Put the lines of the records below into a numbered list. Take only the stretch from the line containing "of the red-walled" through the line containing "point(83, 165)", including both of those lines and omitting any blank lines.
──────── Records for the task ────────
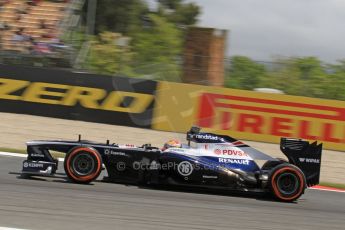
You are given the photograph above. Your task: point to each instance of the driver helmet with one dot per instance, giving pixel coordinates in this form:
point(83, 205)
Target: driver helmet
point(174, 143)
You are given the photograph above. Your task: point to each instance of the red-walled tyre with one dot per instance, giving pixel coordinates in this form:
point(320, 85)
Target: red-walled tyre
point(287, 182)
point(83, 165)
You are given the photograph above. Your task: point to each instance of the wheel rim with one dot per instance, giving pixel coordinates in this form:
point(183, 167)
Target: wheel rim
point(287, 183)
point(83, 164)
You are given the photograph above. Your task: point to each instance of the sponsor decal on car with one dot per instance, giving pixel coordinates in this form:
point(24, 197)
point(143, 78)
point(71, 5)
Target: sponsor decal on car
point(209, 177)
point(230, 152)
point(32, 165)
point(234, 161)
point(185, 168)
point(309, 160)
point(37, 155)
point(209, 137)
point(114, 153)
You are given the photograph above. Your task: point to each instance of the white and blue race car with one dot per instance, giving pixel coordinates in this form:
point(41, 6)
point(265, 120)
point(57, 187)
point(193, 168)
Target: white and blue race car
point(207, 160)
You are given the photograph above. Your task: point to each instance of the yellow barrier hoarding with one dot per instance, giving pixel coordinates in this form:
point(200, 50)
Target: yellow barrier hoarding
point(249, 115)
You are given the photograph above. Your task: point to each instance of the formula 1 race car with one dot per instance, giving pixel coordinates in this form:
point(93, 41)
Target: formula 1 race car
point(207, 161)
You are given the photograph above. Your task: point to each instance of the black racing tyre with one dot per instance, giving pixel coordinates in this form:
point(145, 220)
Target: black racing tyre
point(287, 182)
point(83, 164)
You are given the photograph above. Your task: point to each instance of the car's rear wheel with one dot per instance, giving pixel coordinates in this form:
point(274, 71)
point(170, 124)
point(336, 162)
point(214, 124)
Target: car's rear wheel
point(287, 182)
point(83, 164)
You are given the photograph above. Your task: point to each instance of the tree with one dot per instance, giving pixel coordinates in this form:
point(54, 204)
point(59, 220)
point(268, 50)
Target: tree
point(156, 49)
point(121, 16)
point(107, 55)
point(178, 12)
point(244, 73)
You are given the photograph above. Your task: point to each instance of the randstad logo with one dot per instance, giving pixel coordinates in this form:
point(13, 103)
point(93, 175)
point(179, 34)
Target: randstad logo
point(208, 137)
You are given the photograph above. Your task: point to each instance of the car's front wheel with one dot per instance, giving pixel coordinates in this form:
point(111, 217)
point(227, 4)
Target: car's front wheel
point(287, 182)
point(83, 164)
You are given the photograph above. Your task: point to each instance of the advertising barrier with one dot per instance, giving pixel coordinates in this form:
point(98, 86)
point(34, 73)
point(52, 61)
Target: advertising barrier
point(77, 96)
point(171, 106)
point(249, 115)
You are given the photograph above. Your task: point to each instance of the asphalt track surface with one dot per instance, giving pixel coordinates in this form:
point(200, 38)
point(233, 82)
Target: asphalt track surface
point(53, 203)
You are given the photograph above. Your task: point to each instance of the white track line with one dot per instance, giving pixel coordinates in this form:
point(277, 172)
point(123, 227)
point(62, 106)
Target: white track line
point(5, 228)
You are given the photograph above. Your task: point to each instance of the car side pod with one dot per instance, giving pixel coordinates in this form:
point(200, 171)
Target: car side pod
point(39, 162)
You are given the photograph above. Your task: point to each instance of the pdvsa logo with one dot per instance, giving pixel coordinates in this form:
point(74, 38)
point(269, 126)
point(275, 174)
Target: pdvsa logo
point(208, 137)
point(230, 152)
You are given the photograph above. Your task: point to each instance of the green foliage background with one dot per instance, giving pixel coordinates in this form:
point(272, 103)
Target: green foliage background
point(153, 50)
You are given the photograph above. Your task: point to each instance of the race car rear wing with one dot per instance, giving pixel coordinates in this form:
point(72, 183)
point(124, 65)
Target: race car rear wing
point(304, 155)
────────
──────── Records for the task ────────
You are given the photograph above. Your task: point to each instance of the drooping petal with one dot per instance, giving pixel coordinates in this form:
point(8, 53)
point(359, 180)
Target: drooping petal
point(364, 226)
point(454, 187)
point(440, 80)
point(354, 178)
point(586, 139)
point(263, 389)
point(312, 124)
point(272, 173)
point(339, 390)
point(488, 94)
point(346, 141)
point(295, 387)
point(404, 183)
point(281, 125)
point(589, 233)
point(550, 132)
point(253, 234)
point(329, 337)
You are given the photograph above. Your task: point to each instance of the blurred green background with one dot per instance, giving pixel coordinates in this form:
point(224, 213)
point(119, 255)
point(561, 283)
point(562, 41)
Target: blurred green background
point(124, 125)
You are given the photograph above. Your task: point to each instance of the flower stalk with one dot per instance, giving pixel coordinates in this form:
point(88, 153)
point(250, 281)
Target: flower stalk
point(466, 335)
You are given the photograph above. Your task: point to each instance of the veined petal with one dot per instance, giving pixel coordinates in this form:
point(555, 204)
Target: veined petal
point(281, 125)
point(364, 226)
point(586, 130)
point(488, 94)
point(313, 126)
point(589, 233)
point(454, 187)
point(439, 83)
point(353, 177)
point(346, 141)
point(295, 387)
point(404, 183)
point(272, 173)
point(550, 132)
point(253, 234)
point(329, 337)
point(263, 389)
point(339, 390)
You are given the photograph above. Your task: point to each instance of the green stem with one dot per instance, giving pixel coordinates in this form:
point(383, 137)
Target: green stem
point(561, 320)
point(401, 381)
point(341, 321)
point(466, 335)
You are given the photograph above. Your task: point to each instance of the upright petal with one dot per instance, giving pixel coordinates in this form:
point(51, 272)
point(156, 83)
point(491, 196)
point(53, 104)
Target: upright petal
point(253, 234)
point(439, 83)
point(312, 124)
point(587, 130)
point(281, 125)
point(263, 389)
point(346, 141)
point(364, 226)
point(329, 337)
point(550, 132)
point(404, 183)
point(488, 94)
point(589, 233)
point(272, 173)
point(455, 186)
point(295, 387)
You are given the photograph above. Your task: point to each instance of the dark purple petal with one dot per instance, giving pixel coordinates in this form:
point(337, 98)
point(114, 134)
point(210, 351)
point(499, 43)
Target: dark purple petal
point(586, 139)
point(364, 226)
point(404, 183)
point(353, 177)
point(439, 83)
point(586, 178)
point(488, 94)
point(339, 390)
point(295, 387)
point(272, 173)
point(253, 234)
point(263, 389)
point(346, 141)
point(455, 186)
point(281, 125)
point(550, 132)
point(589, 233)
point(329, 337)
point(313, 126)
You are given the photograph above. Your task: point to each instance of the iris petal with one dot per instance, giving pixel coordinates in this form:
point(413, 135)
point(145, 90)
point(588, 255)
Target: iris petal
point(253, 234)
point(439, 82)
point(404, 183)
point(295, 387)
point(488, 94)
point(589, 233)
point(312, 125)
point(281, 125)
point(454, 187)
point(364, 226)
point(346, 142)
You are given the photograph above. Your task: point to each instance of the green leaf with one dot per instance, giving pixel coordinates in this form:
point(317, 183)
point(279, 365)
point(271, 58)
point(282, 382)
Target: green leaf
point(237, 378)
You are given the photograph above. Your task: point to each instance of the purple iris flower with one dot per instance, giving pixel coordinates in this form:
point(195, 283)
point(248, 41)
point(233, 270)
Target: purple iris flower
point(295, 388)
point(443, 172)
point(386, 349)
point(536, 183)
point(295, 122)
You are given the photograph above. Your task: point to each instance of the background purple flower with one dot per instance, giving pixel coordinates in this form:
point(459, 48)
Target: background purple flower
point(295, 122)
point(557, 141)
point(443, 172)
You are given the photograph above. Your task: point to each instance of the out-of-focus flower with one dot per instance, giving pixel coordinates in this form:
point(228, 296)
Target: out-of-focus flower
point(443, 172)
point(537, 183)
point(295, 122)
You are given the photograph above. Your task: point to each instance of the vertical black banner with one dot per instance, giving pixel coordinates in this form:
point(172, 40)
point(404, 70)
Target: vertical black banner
────────
──────── Records for the task ────────
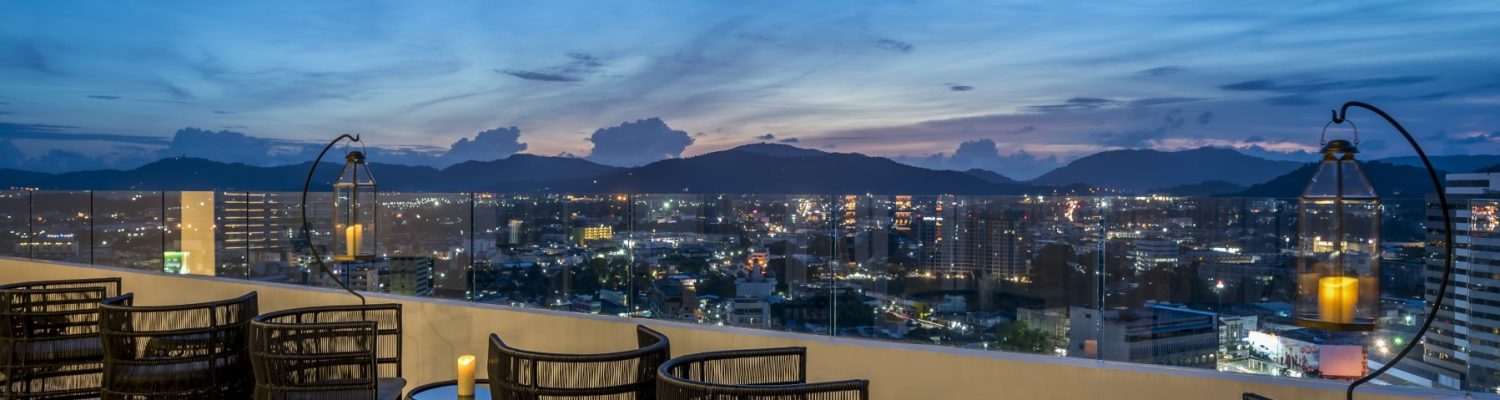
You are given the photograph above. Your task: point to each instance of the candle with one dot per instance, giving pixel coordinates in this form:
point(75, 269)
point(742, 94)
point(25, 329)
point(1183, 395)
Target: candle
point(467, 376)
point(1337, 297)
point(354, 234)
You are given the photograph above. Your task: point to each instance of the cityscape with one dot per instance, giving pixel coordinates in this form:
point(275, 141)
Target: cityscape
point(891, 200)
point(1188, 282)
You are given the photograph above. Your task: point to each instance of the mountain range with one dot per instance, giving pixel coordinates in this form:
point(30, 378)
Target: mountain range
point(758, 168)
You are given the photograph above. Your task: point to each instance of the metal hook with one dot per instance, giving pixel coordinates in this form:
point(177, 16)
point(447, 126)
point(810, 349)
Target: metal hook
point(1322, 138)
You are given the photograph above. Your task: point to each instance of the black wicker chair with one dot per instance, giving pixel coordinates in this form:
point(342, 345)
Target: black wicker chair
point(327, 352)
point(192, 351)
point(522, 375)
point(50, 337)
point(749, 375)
────────
#### [Correct result]
1. You are given the photograph above. Your task: point to each instance of the red-walled tyre with one dot per instance, giving pixel coordinates in this form:
2. point(320, 85)
3. Target: red-walled tyre
4. point(287, 182)
5. point(83, 165)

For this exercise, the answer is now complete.